[Data items]
################

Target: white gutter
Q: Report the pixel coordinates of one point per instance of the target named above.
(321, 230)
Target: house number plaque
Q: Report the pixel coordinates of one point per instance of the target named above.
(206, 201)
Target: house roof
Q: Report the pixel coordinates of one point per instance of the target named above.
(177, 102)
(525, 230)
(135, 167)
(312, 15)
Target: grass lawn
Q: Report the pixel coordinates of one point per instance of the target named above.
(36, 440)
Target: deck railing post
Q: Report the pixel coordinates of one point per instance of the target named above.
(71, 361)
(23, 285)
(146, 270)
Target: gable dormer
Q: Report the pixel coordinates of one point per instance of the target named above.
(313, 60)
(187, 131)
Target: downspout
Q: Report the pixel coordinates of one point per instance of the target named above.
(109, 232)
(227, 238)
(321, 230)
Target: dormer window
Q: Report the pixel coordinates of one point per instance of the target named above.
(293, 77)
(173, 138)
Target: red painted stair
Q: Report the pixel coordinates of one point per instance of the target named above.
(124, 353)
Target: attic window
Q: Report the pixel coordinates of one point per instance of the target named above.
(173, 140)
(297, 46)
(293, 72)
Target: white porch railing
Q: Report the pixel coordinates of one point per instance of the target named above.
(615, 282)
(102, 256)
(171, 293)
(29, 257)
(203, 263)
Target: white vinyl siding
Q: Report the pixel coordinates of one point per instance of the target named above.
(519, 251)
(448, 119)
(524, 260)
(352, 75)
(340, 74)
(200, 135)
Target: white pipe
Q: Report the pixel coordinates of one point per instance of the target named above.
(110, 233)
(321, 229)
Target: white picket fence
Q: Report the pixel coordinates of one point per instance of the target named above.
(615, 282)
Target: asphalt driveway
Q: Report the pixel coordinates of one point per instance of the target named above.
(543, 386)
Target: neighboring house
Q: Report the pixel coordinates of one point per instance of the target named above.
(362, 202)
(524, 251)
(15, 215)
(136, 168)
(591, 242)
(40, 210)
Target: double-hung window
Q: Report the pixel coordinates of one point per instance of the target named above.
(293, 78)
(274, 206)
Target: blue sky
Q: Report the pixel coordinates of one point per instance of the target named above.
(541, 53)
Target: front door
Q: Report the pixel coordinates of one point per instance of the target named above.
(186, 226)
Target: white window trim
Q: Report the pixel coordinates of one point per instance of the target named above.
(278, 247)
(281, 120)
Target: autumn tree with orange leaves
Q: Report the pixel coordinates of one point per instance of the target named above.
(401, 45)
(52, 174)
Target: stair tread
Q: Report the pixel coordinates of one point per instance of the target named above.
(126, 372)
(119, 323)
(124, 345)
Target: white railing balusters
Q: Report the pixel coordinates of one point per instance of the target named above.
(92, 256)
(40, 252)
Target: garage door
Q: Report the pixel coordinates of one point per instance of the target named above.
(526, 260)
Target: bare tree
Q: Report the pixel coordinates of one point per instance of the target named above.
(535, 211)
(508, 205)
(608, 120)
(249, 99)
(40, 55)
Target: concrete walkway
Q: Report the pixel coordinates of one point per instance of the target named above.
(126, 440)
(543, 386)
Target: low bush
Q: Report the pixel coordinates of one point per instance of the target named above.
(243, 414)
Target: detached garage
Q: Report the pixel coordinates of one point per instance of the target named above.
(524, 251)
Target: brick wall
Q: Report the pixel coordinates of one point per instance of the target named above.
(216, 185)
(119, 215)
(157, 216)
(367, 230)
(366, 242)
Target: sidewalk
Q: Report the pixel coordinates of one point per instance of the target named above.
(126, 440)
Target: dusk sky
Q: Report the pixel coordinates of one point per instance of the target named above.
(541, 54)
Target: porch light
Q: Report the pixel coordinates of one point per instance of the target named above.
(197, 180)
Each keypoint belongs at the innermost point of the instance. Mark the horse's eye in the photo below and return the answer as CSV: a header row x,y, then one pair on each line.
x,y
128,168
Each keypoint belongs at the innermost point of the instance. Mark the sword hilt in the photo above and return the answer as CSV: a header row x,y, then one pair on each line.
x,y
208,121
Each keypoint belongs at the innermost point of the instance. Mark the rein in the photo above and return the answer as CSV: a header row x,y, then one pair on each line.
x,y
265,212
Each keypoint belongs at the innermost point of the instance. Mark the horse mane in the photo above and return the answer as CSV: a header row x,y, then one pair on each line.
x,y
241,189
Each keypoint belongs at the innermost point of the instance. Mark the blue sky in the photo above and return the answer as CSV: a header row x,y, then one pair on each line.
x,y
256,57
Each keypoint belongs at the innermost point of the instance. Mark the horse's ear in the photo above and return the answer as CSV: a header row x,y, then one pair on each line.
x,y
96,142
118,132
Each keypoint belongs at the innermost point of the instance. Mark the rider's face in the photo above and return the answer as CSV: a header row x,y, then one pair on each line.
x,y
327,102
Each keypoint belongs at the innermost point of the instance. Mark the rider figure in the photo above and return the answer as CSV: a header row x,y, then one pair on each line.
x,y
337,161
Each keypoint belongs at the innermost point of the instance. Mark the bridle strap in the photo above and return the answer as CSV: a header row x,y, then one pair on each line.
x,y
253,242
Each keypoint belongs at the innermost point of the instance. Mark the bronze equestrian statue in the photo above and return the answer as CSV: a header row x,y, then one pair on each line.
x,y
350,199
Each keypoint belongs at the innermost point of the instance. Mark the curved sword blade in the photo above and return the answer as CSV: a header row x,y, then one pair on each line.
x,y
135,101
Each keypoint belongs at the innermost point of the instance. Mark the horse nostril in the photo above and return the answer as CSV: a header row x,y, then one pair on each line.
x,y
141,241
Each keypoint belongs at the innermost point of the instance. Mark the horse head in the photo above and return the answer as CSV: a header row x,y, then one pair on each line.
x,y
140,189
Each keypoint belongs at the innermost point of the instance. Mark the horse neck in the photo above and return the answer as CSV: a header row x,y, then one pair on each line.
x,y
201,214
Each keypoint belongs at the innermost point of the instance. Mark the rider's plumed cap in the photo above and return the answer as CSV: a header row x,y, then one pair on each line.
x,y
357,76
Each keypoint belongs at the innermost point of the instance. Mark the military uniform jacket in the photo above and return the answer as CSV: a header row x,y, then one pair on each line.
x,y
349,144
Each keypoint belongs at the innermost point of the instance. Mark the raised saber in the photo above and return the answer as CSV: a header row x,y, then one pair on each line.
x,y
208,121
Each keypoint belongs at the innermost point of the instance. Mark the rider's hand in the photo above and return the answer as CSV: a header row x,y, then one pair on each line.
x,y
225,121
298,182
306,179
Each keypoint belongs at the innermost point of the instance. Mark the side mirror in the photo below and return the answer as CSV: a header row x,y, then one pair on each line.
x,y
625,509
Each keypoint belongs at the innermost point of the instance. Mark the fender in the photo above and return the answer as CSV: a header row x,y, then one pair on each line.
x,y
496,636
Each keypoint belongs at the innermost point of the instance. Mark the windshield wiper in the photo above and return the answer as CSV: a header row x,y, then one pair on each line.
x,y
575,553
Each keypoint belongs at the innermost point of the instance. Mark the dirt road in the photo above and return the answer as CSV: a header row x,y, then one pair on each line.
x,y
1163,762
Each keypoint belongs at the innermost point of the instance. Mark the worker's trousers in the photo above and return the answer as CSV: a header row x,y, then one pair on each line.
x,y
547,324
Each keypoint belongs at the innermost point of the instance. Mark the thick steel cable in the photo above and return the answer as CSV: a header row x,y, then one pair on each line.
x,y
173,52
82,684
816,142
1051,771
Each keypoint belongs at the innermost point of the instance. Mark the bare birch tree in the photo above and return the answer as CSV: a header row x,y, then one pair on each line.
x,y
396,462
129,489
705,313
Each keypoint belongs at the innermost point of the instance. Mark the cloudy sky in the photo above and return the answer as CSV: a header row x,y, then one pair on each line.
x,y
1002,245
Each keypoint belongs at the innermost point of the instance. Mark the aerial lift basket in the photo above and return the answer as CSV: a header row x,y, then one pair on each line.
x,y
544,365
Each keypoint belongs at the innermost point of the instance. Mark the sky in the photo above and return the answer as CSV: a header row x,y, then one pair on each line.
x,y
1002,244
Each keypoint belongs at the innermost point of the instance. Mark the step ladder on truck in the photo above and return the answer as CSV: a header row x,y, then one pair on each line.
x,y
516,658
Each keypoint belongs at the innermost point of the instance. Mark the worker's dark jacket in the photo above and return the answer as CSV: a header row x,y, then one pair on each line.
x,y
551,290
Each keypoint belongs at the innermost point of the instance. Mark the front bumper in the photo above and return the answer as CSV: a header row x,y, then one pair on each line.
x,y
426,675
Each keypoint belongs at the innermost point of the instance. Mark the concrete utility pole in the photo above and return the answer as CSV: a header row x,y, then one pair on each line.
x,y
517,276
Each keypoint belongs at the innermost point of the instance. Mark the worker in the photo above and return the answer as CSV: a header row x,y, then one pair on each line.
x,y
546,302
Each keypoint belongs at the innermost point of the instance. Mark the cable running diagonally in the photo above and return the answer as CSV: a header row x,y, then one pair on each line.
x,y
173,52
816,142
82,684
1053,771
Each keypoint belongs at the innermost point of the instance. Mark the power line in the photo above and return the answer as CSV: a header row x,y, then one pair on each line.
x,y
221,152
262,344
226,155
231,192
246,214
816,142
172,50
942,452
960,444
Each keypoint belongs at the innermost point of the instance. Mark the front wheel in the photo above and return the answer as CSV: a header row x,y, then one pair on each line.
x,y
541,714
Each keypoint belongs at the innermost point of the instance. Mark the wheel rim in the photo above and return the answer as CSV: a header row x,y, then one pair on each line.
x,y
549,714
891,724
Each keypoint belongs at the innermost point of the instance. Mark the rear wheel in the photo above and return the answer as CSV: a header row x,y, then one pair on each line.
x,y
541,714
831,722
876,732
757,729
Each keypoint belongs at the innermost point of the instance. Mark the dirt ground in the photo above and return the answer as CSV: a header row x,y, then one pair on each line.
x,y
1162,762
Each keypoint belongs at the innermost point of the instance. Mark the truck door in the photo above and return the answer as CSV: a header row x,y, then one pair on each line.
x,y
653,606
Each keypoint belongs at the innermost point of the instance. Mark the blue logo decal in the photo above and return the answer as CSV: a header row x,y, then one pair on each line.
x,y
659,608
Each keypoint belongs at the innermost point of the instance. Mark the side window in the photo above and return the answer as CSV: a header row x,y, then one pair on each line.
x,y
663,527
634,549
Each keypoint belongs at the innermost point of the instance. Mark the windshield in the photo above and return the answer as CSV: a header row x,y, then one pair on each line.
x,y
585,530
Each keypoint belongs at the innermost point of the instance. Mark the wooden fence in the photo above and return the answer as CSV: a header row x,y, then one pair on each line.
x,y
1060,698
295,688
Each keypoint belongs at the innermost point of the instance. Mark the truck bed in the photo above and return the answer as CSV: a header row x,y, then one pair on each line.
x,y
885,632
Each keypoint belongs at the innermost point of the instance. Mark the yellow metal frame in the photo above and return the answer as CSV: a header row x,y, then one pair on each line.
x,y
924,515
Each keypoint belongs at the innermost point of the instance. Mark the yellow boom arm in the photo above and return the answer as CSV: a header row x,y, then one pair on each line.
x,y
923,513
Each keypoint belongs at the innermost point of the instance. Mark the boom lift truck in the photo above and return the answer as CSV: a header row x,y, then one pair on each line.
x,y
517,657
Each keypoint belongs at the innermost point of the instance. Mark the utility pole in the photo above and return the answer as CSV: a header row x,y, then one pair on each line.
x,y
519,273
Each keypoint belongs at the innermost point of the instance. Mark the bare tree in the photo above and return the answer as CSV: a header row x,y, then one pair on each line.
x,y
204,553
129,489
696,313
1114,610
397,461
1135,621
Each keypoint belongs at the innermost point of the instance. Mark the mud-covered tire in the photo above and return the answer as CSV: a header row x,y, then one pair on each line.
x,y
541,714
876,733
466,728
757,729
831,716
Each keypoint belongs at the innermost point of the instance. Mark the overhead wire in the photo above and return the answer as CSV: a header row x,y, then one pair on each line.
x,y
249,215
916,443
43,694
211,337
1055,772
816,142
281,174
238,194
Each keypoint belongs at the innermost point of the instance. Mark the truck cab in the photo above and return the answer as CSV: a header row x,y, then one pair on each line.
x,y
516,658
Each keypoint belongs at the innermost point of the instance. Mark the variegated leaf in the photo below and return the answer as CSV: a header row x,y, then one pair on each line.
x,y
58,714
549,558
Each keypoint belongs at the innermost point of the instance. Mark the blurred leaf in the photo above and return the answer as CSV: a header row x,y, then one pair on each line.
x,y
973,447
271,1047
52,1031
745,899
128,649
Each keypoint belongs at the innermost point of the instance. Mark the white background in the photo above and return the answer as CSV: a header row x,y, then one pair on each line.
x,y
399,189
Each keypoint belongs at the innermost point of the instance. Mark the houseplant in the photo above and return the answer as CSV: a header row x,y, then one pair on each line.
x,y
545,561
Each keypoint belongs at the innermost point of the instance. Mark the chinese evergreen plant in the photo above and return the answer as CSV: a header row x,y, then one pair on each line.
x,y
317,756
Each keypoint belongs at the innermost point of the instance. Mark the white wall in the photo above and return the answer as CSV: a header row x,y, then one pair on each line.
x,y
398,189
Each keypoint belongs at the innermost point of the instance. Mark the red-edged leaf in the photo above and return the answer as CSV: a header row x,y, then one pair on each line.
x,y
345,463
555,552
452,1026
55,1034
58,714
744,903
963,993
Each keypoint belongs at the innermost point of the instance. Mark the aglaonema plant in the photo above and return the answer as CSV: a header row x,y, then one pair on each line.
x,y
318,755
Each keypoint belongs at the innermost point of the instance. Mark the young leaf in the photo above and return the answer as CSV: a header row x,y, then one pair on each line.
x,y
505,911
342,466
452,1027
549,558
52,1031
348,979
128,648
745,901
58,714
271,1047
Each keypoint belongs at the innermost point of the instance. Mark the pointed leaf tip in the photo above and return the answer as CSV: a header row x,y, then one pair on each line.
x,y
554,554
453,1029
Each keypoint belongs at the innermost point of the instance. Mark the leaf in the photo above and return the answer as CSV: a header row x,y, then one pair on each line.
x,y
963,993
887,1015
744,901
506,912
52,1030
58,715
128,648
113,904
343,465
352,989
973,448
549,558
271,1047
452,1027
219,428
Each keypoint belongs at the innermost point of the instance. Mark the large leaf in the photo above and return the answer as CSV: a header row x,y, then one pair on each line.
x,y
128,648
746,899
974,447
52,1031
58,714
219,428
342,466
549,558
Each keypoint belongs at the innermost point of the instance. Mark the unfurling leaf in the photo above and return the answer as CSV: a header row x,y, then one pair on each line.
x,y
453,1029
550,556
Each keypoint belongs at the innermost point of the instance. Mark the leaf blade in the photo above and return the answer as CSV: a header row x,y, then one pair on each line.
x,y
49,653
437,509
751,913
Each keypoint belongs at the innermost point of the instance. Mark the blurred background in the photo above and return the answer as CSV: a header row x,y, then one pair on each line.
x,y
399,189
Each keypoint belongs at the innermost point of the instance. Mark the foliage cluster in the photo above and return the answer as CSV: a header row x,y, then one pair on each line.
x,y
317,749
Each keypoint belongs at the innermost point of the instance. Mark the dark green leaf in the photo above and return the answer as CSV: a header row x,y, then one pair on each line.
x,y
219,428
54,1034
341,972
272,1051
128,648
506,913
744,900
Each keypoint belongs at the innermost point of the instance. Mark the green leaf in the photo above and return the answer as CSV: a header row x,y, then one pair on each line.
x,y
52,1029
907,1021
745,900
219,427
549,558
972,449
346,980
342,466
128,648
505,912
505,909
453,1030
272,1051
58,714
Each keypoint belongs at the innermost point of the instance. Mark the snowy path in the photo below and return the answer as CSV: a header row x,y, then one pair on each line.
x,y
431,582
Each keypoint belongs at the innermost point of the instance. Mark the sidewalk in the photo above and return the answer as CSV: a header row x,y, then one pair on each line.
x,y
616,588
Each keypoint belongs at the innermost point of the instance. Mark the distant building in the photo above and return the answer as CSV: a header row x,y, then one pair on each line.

################

WHAT THE EXERCISE ASKS »
Output the line containing "Mark the dark" and all lines after it to the end of the records, exactly as given.

SOLUTION TO THE PROBLEM »
Each keypoint belongs at the innermost point of the instance. Mark the dark green leaf in the photo above and return the answer as CSV: a header row x,y, then one pair on each line.
x,y
219,428
54,1034
341,972
272,1051
128,648
506,913
744,900
Each keypoint belongs at the innermost point of the instance. Mark the green leaf in the photo above and return the answer as CSV: a header row x,y, then one pair on each line.
x,y
52,1029
907,1021
745,900
219,427
549,558
972,449
346,980
342,466
128,648
505,912
505,909
453,1030
272,1051
58,714
Each keypoint belongs at the innermost point of the instance. Mark the snowy path in the photo below and return the answer as CSV: a header row x,y, then one pair on each line.
x,y
431,582
Each keypoint belongs at the innermost point of the instance. Mark the sidewalk in the photo above and return the answer as CSV: a header row x,y, then one pair on each line.
x,y
616,588
Each keypoint belongs at the innermost point of the instance. Mark the distant building in the photo above and return the answer as CSV: a header row x,y, then one pair on each line.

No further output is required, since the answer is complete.